> _The task_
Return every line of the material below that contains the word "jersey".

> _Extracted data_
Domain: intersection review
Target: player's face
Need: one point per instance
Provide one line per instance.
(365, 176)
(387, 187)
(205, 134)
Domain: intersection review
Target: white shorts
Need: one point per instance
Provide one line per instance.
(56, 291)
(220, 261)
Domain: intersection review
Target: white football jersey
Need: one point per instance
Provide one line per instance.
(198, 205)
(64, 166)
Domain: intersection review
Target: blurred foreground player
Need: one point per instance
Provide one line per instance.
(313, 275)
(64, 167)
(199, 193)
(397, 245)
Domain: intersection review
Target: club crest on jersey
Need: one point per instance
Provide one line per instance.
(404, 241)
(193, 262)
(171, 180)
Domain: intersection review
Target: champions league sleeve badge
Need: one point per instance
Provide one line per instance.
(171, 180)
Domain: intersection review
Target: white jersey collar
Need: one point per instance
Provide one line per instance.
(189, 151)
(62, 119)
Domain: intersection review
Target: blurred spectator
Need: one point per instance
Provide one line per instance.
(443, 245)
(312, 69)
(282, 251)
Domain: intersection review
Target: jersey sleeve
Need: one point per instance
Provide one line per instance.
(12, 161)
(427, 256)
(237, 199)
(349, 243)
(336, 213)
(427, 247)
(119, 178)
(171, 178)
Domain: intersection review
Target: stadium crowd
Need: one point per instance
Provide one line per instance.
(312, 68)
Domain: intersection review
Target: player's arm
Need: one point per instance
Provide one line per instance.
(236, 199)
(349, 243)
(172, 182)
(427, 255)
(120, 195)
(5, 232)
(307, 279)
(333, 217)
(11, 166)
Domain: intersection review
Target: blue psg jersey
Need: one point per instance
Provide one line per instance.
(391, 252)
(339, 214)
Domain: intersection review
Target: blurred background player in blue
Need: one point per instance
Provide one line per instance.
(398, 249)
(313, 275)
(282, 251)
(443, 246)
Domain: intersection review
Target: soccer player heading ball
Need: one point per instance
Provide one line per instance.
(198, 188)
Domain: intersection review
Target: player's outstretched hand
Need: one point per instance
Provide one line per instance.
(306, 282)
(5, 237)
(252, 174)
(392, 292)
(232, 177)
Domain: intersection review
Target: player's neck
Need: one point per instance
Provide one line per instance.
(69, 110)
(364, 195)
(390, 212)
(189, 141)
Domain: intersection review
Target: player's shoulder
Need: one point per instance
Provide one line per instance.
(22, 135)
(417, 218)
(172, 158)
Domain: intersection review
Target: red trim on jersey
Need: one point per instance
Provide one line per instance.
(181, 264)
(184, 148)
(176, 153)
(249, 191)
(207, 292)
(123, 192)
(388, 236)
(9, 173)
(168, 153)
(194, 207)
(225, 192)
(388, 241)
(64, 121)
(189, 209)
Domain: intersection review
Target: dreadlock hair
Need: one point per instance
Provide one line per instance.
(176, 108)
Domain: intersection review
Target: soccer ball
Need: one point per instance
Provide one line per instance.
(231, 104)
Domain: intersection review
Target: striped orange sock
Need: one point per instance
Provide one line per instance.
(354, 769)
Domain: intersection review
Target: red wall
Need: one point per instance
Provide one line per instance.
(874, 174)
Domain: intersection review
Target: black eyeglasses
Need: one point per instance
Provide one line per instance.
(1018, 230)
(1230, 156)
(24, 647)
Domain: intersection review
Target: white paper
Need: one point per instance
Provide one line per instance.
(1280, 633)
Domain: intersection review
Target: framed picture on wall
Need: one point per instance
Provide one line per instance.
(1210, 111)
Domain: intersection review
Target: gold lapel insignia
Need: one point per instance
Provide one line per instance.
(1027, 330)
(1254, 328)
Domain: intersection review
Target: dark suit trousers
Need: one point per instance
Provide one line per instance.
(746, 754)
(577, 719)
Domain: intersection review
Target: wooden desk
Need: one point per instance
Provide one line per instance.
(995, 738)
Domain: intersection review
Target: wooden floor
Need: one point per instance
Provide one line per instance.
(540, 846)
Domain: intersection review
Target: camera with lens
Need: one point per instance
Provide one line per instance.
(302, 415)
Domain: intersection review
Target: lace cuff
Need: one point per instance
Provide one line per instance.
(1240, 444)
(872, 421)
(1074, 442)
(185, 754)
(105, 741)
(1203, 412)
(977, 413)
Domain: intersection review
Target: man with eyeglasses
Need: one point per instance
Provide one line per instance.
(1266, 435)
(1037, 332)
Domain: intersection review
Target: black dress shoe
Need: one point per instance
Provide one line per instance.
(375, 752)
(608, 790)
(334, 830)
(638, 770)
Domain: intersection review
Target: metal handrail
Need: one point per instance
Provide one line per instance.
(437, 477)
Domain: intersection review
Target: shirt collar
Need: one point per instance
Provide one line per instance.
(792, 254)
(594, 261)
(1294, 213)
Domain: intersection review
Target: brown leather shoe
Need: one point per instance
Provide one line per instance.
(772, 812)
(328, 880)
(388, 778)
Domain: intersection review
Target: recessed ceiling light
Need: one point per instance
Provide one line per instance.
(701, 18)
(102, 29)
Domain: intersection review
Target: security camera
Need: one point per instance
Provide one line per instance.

> _Output of the exercise_
Target: white football jersey
Target: club crest on jersey
Target: white jersey collar
Target: jersey sleeve
Target: blue psg jersey
Target: red trim on jersey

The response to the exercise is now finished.